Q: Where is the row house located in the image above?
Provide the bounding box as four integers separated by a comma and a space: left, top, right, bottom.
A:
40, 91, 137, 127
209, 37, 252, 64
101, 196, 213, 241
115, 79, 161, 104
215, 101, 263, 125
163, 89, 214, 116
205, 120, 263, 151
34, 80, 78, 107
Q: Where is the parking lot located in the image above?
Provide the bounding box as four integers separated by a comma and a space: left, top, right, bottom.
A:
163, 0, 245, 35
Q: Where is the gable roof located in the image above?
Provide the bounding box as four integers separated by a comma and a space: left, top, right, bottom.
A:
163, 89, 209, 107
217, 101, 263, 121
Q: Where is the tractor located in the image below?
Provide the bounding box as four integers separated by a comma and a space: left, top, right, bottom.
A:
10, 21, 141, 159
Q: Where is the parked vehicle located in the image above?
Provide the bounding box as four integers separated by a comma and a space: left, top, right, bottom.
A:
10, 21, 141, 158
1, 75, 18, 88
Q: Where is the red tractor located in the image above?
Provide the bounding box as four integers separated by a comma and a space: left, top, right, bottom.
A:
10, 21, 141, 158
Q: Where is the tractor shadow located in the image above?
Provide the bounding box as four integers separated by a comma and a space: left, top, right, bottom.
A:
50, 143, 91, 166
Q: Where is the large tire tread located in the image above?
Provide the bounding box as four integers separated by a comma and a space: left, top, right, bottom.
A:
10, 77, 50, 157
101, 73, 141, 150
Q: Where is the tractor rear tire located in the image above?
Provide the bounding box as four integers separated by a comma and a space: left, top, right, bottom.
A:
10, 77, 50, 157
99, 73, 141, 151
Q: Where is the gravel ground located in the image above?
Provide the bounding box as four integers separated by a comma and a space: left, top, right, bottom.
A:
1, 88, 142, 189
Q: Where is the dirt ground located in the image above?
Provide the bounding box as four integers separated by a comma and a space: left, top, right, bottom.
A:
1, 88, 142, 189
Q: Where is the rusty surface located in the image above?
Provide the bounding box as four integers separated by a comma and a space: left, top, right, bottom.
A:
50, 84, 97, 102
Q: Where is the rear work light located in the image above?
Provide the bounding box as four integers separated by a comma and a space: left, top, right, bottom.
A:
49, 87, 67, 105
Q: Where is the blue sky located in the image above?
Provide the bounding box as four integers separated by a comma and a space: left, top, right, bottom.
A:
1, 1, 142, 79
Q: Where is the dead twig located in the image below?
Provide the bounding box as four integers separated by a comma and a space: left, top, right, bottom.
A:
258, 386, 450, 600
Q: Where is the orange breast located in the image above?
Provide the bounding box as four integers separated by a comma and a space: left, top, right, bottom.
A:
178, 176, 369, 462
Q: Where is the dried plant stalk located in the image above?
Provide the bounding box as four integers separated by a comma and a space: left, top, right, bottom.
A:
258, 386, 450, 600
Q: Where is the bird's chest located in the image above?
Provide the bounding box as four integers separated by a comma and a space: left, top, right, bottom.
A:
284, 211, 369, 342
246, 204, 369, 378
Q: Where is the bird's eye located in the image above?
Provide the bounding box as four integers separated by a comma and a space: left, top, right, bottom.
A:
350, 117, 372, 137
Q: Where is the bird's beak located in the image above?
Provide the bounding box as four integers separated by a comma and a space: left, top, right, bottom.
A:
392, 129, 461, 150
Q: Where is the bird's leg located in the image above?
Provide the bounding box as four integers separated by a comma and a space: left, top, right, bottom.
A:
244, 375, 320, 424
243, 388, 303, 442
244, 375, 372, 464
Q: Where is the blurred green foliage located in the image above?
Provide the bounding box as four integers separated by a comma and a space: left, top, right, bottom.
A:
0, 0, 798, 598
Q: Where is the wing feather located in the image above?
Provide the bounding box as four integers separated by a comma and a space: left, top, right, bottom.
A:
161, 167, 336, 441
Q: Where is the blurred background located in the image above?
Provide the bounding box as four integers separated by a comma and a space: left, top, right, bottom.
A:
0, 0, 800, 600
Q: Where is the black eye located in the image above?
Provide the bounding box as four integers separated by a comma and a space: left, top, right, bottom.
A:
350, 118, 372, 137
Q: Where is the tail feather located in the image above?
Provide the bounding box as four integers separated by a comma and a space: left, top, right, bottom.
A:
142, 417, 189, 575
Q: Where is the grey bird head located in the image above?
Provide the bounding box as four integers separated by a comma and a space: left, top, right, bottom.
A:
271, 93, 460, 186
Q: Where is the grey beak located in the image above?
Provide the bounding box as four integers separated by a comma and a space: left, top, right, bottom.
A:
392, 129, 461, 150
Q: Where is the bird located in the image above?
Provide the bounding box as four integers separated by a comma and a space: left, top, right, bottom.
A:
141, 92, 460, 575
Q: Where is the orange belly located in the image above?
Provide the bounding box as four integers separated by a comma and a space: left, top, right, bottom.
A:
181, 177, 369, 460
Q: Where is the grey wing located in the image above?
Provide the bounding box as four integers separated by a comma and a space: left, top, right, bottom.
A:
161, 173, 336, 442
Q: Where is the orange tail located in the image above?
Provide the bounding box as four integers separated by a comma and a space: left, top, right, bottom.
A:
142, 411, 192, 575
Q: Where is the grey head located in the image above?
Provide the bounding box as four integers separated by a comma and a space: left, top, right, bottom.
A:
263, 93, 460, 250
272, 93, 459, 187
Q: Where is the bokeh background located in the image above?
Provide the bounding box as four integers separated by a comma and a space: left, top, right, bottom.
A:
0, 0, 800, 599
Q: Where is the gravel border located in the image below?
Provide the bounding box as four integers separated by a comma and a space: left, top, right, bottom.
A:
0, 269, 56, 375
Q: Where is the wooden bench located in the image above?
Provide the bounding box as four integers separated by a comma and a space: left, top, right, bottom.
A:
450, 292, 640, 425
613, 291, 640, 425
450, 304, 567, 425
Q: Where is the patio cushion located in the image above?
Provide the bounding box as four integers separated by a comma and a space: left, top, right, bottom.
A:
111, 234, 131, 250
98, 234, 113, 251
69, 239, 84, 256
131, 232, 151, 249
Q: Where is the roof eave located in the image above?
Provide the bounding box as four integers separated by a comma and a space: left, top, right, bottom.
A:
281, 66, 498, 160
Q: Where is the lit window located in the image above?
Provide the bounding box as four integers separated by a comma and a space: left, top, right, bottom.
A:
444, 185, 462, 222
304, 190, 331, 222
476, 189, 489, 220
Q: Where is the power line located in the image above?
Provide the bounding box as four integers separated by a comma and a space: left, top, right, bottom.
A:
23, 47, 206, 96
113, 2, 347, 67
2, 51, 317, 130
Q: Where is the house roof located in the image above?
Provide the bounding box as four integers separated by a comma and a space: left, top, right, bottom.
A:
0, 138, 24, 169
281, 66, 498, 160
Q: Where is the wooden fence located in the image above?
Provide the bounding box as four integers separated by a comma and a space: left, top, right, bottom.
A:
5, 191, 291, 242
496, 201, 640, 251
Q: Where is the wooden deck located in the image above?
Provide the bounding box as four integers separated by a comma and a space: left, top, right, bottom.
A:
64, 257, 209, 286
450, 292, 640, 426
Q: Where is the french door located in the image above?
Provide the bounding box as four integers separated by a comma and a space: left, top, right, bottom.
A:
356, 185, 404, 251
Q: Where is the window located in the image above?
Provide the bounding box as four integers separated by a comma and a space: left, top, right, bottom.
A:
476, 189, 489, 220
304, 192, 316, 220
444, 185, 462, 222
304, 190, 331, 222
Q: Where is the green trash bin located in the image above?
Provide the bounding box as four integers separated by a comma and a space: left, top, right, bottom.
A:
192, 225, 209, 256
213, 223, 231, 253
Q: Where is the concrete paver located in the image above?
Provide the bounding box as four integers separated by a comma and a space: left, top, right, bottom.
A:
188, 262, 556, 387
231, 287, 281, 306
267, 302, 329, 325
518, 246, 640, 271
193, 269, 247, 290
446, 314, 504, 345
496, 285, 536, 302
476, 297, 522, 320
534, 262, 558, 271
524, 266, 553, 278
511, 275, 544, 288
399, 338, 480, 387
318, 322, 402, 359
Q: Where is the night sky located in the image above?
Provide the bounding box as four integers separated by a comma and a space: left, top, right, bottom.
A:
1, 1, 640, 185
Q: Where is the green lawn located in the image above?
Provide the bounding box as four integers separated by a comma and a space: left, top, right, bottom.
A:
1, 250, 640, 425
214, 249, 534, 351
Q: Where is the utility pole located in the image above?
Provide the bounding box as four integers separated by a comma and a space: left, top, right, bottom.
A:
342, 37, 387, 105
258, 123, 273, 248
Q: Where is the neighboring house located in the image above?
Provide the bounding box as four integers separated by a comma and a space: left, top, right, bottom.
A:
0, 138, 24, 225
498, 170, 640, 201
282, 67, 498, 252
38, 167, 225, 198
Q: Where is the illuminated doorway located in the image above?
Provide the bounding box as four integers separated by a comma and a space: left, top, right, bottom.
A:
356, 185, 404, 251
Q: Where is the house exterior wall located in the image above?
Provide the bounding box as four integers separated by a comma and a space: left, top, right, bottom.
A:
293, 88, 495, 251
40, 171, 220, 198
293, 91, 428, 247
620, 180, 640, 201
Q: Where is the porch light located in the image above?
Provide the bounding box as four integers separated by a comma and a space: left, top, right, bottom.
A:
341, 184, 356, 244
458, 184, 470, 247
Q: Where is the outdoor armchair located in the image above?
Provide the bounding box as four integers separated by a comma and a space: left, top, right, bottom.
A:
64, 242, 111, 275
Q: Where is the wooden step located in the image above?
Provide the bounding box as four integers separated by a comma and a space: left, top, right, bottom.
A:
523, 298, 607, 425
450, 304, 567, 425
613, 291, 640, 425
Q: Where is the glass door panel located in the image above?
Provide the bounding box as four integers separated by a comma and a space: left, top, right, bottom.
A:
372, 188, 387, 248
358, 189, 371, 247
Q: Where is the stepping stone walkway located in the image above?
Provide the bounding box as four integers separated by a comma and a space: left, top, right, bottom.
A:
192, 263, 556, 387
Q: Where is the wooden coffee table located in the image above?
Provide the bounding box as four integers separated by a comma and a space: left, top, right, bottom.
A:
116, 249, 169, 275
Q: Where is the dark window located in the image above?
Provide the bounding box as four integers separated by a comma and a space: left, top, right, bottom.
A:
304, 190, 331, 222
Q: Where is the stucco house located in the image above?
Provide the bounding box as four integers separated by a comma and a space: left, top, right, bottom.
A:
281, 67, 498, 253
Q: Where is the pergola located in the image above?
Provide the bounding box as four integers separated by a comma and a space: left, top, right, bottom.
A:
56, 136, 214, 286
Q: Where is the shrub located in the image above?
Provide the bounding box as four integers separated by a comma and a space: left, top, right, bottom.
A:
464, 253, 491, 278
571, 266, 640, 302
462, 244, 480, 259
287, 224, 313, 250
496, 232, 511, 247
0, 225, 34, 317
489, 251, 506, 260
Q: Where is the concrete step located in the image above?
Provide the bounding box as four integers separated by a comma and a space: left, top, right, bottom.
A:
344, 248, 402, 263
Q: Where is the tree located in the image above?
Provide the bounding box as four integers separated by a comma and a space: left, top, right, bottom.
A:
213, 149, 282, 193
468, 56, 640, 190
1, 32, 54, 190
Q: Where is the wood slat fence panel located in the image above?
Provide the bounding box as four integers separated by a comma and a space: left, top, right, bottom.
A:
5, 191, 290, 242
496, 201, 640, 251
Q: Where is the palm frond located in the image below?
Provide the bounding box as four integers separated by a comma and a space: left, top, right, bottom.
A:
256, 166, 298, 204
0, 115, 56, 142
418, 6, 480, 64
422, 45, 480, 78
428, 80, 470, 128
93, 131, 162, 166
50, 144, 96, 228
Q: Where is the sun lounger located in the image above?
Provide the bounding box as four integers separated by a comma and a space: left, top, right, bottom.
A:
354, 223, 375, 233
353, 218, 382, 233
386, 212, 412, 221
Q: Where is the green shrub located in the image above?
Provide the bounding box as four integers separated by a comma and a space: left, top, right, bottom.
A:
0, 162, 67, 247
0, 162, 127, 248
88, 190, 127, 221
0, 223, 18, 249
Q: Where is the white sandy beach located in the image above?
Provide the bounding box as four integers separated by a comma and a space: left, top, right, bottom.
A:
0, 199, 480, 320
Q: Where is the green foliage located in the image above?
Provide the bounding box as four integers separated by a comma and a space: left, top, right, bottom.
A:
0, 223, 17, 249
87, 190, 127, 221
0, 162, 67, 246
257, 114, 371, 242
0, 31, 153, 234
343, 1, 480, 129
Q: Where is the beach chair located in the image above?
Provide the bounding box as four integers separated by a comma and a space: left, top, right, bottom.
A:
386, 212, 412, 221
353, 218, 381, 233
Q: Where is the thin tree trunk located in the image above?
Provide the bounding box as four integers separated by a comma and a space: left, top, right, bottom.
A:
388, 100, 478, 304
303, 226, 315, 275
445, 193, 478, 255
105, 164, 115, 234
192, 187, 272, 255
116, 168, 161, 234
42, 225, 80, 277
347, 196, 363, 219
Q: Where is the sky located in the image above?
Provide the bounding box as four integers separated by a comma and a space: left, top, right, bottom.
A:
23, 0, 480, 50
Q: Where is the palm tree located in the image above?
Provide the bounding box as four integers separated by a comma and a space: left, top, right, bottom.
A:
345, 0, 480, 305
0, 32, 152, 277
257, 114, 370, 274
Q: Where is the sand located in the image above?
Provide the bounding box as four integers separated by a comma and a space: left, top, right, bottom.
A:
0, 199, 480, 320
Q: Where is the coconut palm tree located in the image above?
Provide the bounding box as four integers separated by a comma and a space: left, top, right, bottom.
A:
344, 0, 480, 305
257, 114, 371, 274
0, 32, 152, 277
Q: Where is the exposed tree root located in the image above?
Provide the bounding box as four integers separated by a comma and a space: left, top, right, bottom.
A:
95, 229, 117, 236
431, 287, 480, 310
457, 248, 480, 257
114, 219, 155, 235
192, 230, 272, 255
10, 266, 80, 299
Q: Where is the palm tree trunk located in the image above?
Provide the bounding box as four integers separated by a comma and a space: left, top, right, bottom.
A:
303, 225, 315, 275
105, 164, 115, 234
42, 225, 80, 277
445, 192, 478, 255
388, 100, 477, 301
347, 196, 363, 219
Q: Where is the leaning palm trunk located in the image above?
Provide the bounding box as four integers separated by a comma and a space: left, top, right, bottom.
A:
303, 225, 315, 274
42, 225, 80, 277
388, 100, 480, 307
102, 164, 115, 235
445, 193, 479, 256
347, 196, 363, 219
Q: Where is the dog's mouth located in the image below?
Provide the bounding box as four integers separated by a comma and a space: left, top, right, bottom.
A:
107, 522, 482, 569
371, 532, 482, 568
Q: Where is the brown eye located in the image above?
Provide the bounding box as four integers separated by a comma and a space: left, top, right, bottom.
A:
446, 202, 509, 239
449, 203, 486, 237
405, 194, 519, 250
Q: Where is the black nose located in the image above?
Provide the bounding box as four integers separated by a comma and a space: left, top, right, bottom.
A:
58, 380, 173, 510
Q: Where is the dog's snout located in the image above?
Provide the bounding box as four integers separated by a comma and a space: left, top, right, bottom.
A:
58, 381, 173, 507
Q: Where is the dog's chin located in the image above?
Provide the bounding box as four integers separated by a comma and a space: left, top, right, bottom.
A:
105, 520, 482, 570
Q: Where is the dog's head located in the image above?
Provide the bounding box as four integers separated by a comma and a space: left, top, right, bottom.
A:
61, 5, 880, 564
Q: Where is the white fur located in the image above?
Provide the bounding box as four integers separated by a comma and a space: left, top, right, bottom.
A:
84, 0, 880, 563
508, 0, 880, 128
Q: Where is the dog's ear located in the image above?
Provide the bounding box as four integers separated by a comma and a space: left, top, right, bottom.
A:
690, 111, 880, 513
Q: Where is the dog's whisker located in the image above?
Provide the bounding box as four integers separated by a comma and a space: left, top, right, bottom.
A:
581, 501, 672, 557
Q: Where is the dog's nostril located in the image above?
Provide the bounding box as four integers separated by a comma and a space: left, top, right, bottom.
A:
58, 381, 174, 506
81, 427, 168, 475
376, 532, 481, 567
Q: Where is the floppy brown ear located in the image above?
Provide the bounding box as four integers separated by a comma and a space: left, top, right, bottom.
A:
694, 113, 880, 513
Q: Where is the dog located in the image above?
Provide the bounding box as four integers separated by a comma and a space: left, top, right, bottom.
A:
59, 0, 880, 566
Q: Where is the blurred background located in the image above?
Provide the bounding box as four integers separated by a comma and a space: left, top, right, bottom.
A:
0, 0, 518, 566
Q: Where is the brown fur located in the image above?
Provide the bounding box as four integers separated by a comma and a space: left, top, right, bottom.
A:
--------------------------------
**GIVEN REQUEST:**
Reproduce the material between the line holding "Q: Where is the grey beak" and the line holding "181, 177, 369, 460", inclusive, swapping every "bounding box" for "enclosing rectangle" and leaving everything else unchanged.

**RESULT OF THIS EXERCISE:**
Q: Where is the grey beak located in the image above?
Provide the enclosing rectangle as four integers separated by a comma and a space: left, top, right, bottom.
A:
392, 129, 461, 150
Q: Where is the bird located in the image above?
Provide the enclosing rectangle as four integers separated by a comma and a space: left, top, right, bottom.
A:
141, 92, 460, 575
Q: Where is the orange belly located in the image above?
Provide the enclosing rectangle as four integers separated by a comma and a space: left, top, right, bottom.
A:
181, 177, 369, 460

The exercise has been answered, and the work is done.